#### Directions
From the line containing "Keypoint guideline: for each instance of the thin" to the end of the records below, output each line exactly; include both ends and nothing else.

───

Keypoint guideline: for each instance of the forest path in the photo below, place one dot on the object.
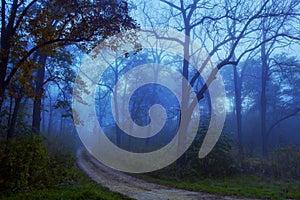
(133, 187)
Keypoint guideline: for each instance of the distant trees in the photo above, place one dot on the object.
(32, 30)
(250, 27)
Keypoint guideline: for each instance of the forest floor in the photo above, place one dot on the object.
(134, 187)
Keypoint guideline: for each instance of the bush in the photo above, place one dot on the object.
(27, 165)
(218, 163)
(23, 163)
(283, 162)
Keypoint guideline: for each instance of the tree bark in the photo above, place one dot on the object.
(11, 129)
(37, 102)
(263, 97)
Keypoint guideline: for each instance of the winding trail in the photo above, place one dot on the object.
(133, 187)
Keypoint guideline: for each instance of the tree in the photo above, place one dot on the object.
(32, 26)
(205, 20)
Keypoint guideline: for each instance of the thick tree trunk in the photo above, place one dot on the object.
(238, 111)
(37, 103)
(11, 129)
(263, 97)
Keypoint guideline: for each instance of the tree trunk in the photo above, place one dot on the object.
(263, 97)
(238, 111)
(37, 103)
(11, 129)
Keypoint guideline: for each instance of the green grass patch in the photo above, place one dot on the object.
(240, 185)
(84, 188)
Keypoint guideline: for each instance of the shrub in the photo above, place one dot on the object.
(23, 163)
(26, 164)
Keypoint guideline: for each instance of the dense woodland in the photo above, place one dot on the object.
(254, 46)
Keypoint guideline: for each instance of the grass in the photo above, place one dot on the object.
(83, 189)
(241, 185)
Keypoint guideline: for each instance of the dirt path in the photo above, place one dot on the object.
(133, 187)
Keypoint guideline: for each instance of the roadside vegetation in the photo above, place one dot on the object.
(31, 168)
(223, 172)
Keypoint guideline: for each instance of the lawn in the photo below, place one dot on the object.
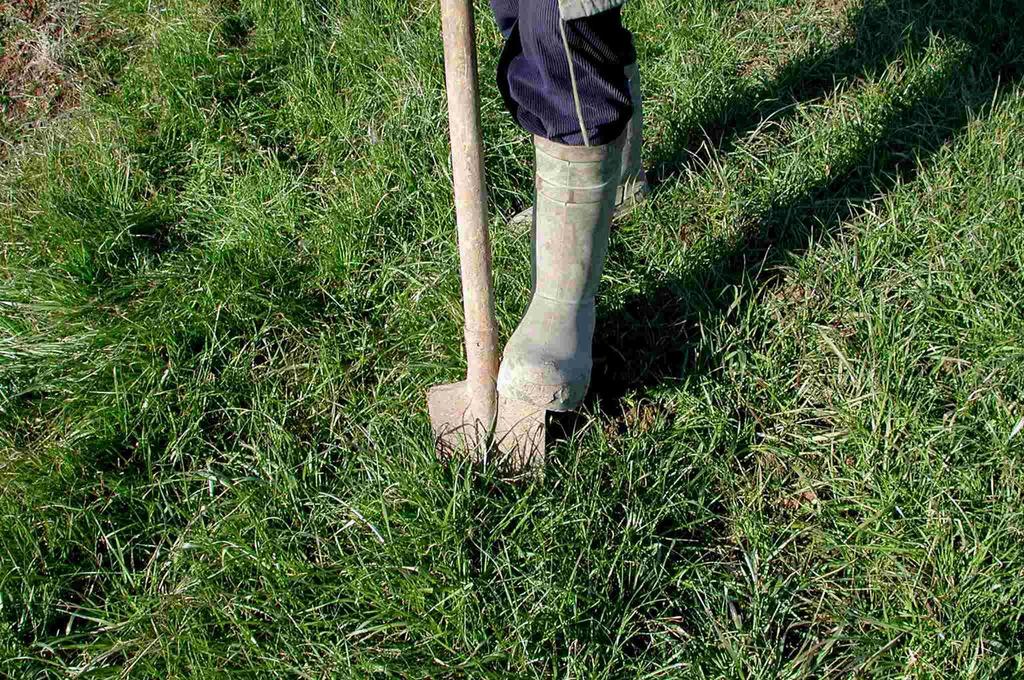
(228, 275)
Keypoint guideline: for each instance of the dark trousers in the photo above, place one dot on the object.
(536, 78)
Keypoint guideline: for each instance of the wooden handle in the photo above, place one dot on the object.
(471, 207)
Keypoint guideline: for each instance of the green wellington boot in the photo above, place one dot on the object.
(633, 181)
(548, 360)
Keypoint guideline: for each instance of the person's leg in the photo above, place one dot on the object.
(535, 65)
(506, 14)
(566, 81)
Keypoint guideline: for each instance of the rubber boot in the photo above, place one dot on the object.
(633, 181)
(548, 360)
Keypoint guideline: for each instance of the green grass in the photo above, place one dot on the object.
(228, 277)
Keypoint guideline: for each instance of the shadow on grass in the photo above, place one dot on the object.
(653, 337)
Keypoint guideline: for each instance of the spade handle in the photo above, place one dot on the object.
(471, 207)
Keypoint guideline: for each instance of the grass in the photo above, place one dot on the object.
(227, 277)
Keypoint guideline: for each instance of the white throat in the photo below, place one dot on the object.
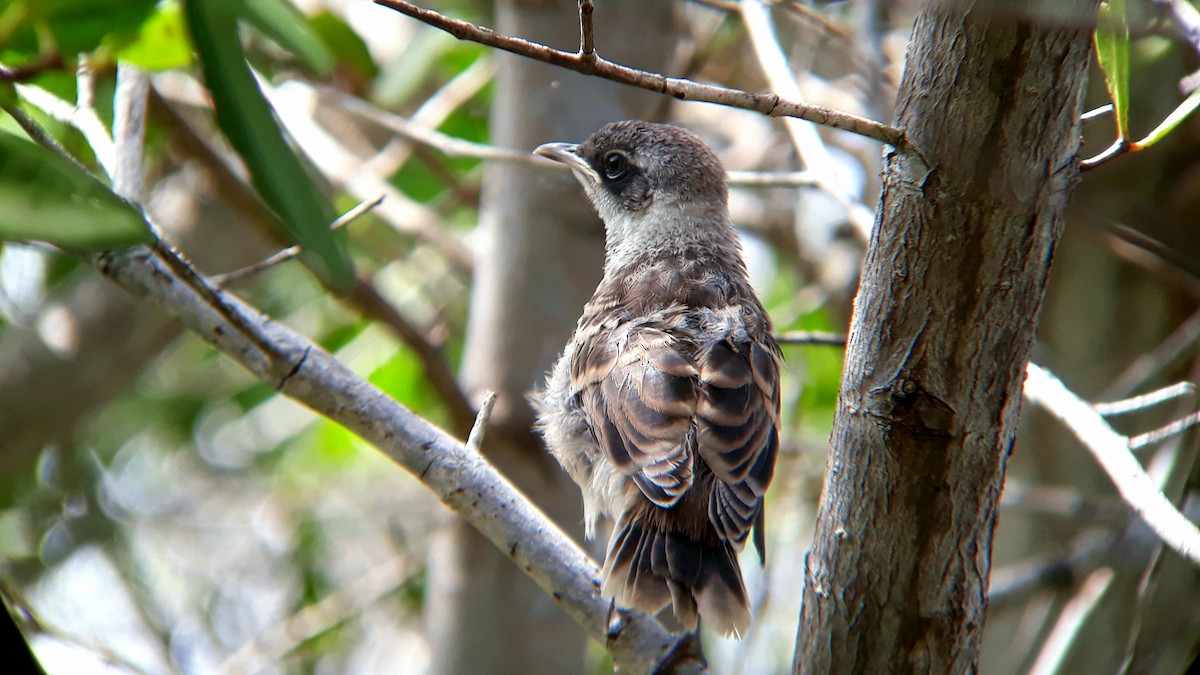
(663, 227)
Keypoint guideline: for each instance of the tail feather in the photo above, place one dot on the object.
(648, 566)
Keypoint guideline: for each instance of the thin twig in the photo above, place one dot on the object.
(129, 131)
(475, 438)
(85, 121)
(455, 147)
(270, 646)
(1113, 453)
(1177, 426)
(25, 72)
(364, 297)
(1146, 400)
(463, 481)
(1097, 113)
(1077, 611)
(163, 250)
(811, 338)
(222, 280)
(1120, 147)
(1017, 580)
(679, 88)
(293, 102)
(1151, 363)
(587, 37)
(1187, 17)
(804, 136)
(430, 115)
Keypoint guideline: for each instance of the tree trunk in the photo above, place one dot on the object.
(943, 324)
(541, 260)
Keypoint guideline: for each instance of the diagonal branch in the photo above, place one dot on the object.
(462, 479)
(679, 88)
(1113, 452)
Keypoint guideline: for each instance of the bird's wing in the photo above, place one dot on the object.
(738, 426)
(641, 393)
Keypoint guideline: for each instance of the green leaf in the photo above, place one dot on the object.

───

#### Solution for this exercise
Keypoint guideline: for each instance of the thin twig in the photo above, place one dot on the object.
(129, 131)
(475, 438)
(85, 121)
(455, 147)
(270, 646)
(1113, 453)
(1177, 426)
(25, 72)
(364, 297)
(1146, 400)
(463, 481)
(1097, 113)
(1077, 611)
(163, 250)
(811, 338)
(222, 280)
(1120, 147)
(1017, 580)
(679, 88)
(293, 102)
(1151, 363)
(587, 37)
(1187, 17)
(804, 136)
(430, 115)
Keypoint guideline: for each instance of the tree trunk in the photo above, place one dot on the object.
(943, 324)
(541, 260)
Keypoint guideline: for each instance of the diagonal branch in the photo above, place one dot on the object.
(462, 479)
(679, 88)
(1113, 452)
Keypoint guideline: for each instance of the bird's wing in the photo above, place one dot on the object.
(738, 426)
(641, 393)
Keypoint guideline: for each instance of the green leaf in the photo above, place one dot on the object.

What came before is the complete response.